[Required work]:
Pull from the data below each line where the word "microphone" occurs, and copy it.
Record excerpts Start Marker
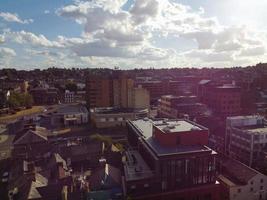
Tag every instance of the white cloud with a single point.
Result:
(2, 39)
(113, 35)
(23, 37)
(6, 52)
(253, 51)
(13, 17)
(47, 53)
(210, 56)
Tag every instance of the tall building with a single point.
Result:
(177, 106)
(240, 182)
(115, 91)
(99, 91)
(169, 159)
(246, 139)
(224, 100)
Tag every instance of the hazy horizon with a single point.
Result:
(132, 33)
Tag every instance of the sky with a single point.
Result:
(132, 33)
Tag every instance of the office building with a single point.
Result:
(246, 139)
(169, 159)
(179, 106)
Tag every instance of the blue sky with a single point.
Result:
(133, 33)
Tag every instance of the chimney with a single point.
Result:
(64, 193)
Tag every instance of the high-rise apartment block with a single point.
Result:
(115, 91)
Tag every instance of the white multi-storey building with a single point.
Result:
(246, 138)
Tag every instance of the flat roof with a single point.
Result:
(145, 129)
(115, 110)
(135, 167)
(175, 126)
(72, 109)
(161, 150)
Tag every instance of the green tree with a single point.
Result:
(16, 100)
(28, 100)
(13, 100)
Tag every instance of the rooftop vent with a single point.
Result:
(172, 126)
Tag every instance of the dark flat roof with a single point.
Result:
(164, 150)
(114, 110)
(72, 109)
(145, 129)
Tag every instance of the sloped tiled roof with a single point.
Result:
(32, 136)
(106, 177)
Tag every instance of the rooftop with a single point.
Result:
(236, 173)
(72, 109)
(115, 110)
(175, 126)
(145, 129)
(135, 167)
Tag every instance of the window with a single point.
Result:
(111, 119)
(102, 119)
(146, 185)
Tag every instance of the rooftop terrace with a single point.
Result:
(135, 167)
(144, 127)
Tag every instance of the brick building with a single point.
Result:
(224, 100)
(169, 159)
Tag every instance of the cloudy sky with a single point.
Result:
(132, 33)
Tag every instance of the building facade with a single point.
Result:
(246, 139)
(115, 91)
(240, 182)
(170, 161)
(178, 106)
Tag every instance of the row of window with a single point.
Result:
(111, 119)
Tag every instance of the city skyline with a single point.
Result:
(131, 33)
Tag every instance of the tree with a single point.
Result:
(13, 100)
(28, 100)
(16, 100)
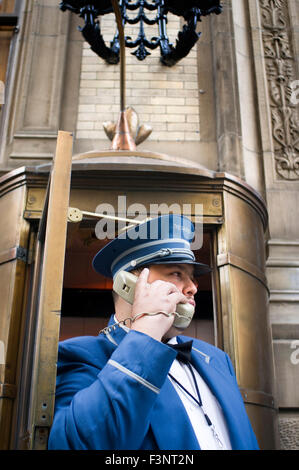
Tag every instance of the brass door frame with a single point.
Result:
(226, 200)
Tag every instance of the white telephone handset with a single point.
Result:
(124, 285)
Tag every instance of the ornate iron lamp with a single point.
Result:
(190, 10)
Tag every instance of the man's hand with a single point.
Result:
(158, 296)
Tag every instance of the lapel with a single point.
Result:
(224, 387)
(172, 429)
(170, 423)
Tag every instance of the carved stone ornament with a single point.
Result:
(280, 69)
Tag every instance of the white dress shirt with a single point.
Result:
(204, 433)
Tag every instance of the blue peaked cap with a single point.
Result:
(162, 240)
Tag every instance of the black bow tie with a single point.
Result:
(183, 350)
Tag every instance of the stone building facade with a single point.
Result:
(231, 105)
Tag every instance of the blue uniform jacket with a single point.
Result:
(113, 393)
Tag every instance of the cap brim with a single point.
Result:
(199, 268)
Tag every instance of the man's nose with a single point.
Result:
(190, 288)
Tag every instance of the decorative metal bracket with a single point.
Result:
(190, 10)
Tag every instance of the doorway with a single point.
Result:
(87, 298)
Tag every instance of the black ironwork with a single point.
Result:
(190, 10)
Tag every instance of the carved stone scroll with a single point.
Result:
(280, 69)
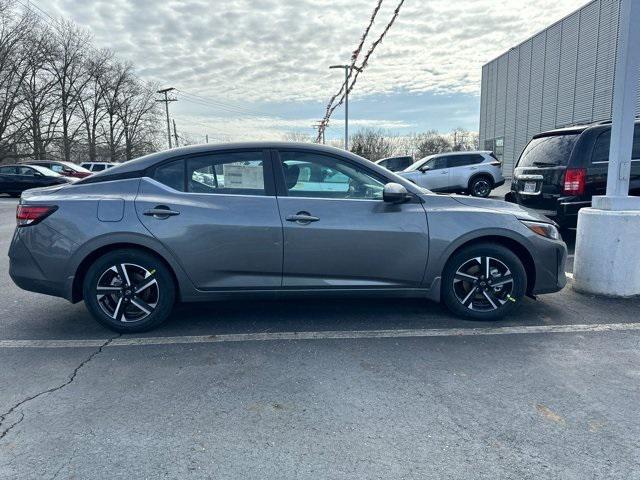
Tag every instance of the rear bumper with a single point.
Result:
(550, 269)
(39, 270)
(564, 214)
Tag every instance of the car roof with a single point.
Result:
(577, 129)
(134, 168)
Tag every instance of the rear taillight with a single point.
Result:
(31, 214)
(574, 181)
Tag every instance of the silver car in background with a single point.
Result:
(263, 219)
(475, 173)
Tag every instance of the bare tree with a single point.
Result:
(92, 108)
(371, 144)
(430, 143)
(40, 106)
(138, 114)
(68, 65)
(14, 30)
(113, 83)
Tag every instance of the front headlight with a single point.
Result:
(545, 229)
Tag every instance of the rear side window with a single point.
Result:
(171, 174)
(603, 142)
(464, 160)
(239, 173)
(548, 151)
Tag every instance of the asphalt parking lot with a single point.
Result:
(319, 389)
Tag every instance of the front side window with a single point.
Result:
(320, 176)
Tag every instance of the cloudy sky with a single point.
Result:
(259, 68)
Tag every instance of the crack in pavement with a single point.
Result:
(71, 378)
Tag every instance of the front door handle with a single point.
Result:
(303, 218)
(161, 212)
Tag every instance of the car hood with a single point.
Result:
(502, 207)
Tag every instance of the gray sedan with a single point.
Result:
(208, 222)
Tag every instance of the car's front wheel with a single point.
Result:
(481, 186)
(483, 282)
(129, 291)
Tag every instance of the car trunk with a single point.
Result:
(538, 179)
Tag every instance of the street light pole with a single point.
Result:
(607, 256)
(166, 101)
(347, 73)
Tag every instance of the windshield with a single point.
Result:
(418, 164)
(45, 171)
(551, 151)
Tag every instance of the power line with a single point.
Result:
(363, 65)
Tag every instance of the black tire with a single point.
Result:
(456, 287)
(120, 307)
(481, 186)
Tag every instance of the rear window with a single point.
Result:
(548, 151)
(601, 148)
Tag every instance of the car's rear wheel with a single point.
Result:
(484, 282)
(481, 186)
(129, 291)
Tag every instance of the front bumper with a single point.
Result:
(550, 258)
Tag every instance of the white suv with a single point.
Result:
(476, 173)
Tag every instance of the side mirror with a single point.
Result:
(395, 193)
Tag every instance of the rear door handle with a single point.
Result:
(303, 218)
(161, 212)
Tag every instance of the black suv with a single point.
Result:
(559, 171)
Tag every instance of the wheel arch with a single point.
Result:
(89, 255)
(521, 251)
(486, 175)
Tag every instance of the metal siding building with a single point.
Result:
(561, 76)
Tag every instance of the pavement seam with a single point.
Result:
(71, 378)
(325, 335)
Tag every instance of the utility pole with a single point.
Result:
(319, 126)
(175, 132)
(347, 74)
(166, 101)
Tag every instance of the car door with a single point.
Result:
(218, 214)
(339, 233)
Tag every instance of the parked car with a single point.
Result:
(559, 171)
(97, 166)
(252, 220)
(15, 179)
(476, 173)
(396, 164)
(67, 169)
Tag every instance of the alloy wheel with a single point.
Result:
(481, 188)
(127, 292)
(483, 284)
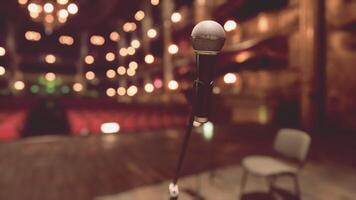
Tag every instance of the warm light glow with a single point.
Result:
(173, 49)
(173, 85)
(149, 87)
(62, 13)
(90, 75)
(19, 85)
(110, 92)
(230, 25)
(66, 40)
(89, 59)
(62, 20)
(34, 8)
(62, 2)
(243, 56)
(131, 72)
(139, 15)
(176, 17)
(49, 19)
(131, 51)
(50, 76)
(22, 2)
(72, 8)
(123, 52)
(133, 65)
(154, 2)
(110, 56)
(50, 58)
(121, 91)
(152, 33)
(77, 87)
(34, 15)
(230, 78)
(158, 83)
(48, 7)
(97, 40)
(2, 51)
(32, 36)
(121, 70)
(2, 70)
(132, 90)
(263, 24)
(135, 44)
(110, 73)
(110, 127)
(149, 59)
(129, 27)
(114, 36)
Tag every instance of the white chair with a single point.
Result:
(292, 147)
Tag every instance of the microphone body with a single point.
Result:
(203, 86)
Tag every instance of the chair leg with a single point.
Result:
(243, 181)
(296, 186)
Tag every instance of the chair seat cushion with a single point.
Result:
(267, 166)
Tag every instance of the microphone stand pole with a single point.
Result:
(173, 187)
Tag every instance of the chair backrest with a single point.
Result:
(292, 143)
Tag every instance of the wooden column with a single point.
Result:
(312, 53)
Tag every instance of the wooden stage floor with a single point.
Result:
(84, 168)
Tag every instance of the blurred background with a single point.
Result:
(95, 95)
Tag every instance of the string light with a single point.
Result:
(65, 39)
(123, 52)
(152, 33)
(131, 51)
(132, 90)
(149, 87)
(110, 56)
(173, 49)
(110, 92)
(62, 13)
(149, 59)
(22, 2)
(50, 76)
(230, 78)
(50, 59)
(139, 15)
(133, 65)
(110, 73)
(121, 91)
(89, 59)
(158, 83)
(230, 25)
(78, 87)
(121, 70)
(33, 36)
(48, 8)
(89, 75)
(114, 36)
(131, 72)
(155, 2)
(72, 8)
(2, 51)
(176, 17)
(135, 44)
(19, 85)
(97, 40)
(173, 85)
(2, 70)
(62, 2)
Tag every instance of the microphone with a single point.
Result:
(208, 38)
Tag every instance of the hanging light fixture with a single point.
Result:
Record excerpts End Marker
Record excerpts Start Marker
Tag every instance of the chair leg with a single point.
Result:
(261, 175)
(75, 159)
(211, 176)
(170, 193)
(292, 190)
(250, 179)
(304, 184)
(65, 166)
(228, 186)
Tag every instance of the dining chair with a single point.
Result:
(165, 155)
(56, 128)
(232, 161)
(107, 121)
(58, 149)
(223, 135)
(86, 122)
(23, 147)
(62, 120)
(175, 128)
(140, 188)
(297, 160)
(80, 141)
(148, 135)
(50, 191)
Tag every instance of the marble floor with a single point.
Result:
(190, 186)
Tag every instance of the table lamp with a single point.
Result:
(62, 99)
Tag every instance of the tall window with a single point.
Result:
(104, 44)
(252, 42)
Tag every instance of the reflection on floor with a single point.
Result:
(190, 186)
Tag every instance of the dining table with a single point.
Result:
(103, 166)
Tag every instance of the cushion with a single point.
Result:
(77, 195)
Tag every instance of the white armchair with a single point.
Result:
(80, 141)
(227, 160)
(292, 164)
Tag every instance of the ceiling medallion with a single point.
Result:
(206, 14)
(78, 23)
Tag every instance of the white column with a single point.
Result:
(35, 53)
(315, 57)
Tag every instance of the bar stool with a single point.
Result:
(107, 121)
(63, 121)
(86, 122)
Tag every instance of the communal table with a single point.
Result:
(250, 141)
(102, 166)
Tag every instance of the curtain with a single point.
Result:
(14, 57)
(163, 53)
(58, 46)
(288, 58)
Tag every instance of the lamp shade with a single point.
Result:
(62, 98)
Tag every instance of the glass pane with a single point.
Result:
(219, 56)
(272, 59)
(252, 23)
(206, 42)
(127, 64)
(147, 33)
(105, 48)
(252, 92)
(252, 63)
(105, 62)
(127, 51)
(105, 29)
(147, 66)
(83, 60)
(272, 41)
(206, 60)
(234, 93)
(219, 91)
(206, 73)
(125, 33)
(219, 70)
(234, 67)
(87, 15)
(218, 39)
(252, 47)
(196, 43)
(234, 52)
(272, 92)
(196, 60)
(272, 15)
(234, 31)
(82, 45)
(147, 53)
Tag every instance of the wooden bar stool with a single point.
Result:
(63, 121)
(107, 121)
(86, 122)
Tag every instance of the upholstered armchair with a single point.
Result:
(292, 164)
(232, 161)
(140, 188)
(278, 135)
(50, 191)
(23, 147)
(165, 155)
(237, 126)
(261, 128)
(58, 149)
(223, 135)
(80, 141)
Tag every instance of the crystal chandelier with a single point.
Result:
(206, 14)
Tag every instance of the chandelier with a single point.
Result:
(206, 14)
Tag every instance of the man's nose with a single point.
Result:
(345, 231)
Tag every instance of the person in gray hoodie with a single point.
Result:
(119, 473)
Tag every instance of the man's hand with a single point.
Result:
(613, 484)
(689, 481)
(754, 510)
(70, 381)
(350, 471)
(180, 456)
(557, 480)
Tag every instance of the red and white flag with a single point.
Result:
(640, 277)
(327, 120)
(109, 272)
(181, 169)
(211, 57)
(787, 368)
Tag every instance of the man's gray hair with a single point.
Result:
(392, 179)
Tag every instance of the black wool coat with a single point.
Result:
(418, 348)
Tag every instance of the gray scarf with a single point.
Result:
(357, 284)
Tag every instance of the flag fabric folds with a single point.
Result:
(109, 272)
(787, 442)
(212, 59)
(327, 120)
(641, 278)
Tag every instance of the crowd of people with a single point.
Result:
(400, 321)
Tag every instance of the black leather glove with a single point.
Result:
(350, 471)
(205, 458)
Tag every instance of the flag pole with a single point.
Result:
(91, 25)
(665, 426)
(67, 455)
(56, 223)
Record excerpts End Marker
[The completed task]:
Tag every instance of the microphone body with a single point.
Tag every instance of the microphone stand pole with a single point.
Tag every instance of the microphone with a single point.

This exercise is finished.